■ **WORK TO BE COMPLETED**:
Transcribe the forum thread on choosing kitchen knives from "I am a single" up to and including "this as #1?".

■ **EXTRACT**:
--- --- ---
# Same Noo-b Question--with a twist



## new gyu too (Jul 15, 2013)

Hello all...I know this form of question has been asked many times....and I have been lurking and learning...so I appreciate the education.

I am a single at home cook in a smaller apartment-sized kitchen....I typically prepare meals 2 to 3 times a week...mostly veggies and boneless meat,poultry, and fish. Have been using "cheap, dull hand me downs"...no sharpening skills or experience.I'm willing and able to go CC Model 15 XV. I'm a "neat freak" in the kitchen. I'm ready to enter the good knife world....budget $400 to $700 for everything.

Here's what I'm looking for/decided on:

1) Gyuto- leaning yo maybe wa. Not really sure if I need 240...or just go 210.(Richmond,Faj,Suisun..or other step up given above and below)

2) Petty- either 120 or 150....should I spend as much on this as #1?

3) Bread/Slicer---will purchase Tojiro ITK or Victorinox.

4) Paring-will purchase a ~3in Victorinox

5) Sharpener---at this time knowing myself the CC Model 15 XV is what I can commit to....with that-will I still need an Idahone 1200?

6) Board---wood end or edge based on what left in budget.

Mainly interested in suggestion on 1 & 2 ...based on 5 limitations and my overall need level.

Thanks in advance for your input, ideas, and suggestions


----------



## jgraeff1 (Jun 3, 2013)
--- --- ---
[Entries from a pointing dataset]
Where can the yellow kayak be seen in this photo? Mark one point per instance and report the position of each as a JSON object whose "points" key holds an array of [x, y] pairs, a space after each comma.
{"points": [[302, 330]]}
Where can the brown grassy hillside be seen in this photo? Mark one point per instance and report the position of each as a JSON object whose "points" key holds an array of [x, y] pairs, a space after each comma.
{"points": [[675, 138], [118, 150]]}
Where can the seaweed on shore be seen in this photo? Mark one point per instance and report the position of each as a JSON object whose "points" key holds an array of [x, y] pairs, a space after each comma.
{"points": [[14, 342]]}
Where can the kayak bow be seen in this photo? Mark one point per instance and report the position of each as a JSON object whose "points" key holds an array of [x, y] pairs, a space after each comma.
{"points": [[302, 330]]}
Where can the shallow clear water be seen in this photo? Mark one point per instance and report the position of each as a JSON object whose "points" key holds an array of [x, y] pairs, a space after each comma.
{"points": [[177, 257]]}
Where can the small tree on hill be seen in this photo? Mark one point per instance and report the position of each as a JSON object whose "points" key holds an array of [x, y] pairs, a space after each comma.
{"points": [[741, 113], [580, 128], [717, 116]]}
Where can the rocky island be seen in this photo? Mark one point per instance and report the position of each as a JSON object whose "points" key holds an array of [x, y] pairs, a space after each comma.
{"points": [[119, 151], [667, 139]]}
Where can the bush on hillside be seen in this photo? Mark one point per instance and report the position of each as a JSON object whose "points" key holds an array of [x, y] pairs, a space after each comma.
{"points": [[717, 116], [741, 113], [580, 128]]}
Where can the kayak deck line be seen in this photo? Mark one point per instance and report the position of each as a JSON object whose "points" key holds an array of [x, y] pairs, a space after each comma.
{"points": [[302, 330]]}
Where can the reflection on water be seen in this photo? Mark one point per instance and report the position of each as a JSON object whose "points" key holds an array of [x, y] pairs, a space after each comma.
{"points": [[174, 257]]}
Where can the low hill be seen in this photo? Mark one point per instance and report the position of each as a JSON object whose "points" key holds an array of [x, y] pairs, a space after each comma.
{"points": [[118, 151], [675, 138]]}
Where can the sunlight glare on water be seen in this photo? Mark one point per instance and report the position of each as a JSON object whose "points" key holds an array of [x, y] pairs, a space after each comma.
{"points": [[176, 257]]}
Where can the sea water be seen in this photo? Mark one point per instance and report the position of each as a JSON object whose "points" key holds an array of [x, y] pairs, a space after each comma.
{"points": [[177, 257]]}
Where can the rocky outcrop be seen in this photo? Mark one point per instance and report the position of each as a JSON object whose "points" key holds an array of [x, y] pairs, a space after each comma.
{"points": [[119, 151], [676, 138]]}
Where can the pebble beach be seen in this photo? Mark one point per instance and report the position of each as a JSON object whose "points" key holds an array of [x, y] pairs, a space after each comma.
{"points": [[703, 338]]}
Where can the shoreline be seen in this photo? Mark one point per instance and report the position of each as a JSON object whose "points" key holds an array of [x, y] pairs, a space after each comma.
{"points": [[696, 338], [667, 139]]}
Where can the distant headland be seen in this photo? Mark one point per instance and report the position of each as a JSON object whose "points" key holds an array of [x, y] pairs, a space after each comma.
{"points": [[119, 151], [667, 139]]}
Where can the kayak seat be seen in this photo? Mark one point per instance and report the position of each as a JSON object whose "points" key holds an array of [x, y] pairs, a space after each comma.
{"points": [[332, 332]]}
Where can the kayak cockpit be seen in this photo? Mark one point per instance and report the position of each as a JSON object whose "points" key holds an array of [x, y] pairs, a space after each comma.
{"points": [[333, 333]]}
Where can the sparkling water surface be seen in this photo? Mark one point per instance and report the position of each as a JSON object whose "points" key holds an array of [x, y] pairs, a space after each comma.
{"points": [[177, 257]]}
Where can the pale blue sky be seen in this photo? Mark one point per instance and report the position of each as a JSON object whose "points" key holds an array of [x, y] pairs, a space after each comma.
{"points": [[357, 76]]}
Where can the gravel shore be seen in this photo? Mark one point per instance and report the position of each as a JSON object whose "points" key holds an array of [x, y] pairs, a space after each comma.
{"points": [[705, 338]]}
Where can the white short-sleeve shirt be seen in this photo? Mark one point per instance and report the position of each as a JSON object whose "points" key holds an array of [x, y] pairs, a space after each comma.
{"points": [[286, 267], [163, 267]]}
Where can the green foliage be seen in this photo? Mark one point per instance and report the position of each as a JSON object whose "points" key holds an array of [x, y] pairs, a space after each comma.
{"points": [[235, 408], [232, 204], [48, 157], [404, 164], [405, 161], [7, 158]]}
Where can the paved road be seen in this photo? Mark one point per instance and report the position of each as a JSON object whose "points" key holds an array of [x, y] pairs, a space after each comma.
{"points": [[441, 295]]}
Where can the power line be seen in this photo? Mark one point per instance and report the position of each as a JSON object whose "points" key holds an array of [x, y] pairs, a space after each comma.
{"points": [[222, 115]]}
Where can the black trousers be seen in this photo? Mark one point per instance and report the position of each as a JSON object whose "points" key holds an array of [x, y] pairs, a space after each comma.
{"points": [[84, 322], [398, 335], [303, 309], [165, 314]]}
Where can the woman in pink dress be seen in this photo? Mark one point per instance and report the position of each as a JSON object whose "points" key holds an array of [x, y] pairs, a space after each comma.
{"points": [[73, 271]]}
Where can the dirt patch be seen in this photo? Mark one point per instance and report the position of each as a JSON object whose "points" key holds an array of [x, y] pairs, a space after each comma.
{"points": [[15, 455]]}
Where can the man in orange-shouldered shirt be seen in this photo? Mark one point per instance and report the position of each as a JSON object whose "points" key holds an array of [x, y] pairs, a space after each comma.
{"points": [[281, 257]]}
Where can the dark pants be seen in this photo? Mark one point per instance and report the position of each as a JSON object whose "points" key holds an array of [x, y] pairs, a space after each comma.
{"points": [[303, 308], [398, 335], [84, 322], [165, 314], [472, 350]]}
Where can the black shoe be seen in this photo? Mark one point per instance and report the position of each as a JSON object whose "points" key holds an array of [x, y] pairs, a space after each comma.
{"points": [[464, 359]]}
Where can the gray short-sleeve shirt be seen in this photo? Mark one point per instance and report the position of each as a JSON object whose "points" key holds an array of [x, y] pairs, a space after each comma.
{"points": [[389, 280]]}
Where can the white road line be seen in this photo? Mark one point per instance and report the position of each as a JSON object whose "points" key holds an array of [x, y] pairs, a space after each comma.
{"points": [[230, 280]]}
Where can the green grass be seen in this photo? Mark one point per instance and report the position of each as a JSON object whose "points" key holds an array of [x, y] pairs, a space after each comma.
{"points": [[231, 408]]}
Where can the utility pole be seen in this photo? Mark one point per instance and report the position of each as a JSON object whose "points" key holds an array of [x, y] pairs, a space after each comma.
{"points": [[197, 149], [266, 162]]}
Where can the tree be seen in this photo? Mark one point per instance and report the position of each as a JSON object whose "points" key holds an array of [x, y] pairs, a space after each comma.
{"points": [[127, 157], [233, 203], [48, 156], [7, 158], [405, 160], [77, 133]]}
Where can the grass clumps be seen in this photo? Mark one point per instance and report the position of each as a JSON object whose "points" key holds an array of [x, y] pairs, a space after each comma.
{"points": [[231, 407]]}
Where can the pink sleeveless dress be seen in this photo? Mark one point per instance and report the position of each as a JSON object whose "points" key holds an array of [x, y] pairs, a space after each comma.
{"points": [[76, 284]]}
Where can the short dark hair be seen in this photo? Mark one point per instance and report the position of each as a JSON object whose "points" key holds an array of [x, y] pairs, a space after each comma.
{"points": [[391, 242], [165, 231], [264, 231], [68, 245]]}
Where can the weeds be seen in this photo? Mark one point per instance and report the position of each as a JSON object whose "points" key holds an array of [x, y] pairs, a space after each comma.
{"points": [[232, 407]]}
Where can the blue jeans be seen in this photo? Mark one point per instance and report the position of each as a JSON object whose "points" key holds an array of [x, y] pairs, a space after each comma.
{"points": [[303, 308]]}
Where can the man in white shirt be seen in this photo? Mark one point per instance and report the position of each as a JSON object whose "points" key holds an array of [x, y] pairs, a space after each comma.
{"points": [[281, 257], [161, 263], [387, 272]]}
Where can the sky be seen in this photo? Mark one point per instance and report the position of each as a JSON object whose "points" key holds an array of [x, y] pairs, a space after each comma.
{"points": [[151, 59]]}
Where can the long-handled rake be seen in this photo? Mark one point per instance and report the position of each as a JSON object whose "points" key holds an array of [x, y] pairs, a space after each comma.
--- --- ---
■ **COMPLETE RESPONSE**:
I am a single at home cook in a smaller apartment-sized kitchen....I typically prepare meals 2 to 3 times a week...mostly veggies and boneless meat,poultry, and fish. Have been using "cheap, dull hand me downs"...no sharpening skills or experience.I'm willing and able to go CC Model 15 XV. I'm a "neat freak" in the kitchen. I'm ready to enter the good knife world....budget $400 to $700 for everything.

Here's what I'm looking for/decided on:

1) Gyuto- leaning yo maybe wa. Not really sure if I need 240...or just go 210.(Richmond,Faj,Suisun..or other step up given above and below)

2) Petty- either 120 or 150....should I spend as much on this as #1?